Information supplied

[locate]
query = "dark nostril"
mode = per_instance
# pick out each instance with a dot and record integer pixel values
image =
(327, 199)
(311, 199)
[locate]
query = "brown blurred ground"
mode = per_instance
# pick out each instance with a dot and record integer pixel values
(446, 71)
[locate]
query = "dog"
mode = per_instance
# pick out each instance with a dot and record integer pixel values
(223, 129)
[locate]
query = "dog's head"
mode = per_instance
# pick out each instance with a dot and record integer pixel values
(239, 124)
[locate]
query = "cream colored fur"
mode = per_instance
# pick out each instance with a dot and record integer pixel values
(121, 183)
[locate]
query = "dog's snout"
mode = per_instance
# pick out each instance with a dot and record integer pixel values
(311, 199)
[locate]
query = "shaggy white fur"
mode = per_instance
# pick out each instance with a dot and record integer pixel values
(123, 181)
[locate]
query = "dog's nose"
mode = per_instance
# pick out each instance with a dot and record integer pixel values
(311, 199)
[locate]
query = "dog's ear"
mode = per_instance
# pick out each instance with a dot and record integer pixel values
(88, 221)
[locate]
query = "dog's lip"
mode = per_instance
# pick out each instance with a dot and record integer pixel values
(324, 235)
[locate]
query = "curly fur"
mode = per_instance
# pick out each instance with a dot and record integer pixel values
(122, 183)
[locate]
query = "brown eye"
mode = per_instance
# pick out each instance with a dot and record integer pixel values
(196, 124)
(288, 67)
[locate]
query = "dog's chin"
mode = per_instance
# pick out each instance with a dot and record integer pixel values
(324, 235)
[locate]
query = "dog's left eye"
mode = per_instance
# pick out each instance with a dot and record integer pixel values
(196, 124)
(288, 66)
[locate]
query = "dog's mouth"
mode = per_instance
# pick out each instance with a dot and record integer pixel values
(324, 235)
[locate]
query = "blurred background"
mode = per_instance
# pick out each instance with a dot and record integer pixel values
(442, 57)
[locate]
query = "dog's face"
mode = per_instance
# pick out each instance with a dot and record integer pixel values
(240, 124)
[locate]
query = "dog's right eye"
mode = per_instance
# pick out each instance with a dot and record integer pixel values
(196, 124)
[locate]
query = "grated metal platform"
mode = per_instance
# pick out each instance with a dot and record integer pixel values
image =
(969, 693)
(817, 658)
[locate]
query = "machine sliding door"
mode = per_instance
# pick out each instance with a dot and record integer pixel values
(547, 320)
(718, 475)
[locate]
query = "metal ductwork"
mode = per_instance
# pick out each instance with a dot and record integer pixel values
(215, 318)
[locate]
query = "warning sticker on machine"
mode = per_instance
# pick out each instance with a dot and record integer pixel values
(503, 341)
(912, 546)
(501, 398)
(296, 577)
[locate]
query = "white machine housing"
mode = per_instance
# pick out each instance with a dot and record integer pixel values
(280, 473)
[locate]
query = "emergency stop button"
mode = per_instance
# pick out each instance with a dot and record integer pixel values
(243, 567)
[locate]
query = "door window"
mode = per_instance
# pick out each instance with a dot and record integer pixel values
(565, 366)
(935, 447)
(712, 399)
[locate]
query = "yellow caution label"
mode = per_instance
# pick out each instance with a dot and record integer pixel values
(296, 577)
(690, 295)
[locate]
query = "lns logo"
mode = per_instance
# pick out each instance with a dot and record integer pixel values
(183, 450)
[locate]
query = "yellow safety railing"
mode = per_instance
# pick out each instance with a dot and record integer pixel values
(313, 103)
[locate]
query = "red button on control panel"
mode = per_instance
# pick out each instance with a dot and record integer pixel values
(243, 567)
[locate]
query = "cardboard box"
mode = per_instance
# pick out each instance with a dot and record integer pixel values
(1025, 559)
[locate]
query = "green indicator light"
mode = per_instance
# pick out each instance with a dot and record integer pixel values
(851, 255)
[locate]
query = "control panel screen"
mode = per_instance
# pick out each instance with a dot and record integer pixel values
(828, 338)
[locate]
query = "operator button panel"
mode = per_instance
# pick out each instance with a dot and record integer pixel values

Task requirements
In the listing above, show every line with the word "blurred".

Answer section
query = "brown blurred ground"
query = "blurred background"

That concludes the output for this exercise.